■ **Jobs**
1) Transcribe everything in the Latino Writers Collective blog post from "Bukeka Shoals graces" down to "catch-up, here goes.".
2) Go on with the Latino Writers Collective blog post, starting after its final sentence.

Xánath Caraza, one of our great Latino Writers Collective writers, reads poetry in Spanish and English about key moments in her life. "When I came to the United States, I suddenly became a woman of color. In Mexico, I was just a woman--with challenges, of course. Now, I found I was a woman of color, and I thought--how wonderful! I can be purple or gold or green or whatever color appeals to me that day since I am a woman of color."



Natasha el-Scari reads from her poem, "I Am a Citizen of the World." "You're going to have to change the color and shape of that box if you want to put me in it."


Bukeka Shoals graces the end of the evening with her powerful voice and original music.


This was a remarkable evening of talent and diversity of voice and approach to spirituality. Alejandro Siqueiros, cultural attache to the Mexican Consulate, attended and said, "This was marvelous. I have never seen anything like it. The different voices and different beliefs! It was a wonderful and enlightening evening."

And all I can say is, Amen!

Thursday, November 19, 2009

I've been remiss in my blog correspondence lately, due to extreme busy-ness. But for a quick catch-up, here goes.

I was thrilled and delighted to receive the Midwest Voices and Visions Award, given by the Alliance for Artists Communities and the Joyce Foundation. This will give me a month-long stay at Ragdale and a substantial stipend. I'm very honored and grateful for this tremendous gift of time to write and so looking forward to the month of February at Ragdale.

I'm doing final edits and proofing on my novel, Every Secret Thing, and hope to have it off to the editor right after Thanksgiving. So wish me luck, everyone.

I've been working hard on the Latino Writers Collective's fourth annual reading series, our biggest and best ever. Last year's will be tough to follow with the wonderful Sandra Cisneros, but we hope to keep on in the vein of success we've been mining since we began in 2007. I'll put up the schedule and bios and other info on the blog this weekend.

■ **Provided data**
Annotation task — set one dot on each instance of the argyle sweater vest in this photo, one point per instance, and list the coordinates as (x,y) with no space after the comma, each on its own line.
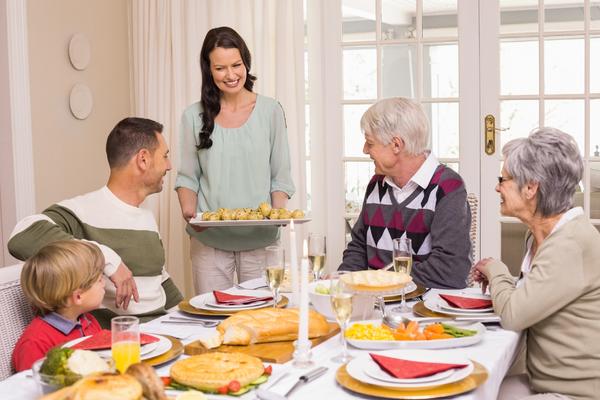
(385,219)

■ **Responses per task**
1)
Bukeka Shoals graces the end of the evening with her powerful voice and original music.


This was a remarkable evening of talent and diversity of voice and approach to spirituality. Alejandro Siqueiros, cultural attache to the Mexican Consulate, attended and said, "This was marvelous. I have never seen anything like it. The different voices and different beliefs! It was a wonderful and enlightening evening."

And all I can say is, Amen!

Thursday, November 19, 2009

I've been remiss in my blog correspondence lately, due to extreme busy-ness. But for a quick catch-up, here goes.

2)
Sponsored by MARCHAbrazo Press, the Latino Writers Collective is reading in Chicago on Saturday, December 5, at 6:30 pm at Latte on Lincoln. Just found out about the big party the Guild Complex is giving for my pal, Ellen Placey Wadey, later that same night and hope to work things out so that, after our reading, we can join literary Chicago as they honor Ellen for all her wonderful years of work in guiding the Guild Complex's literary activities. If you're in Chicago, come out and see us first, though. I'm bringing up eight of the Collective's finest readers, and Chicago's in for a big surprise! A wide variety of voices and styles of poetry and short fiction--and kick-ass presentation.

And finally, on Monday, November 30, at 7:00 pm, wonderful poet and editor, Maria Melendez, will read at The Writers Place, 3607 Pennsylvania, as part of Park University's Ethnic Voices Series.

Maria Melendez is the new editor/publisher for Pilgrimage magazine and lives in Pueblo, Colorado. She has taught creative writing and American literature at Utah State University and Saint Mary's College in Notre Dame, IN. Her work in community outreach and education includes five years as a poet-teacher in K-12 classrooms with California Poets in the Schools, and three years as writer-in-residence at the UC Davis Arboretum, where she taught environmental writing workshops for the public. Her poetry collection How Long She'll Last in This World (University of Arizona Press, 2006), received Honorable Mention at the 2007 International Latino Book Awards and was named a finalist for the 2007 PEN Center USA Literary Awards. Flexible Bones, her third collection of poetry, is forthcoming from the University of Arizona Press in 2010.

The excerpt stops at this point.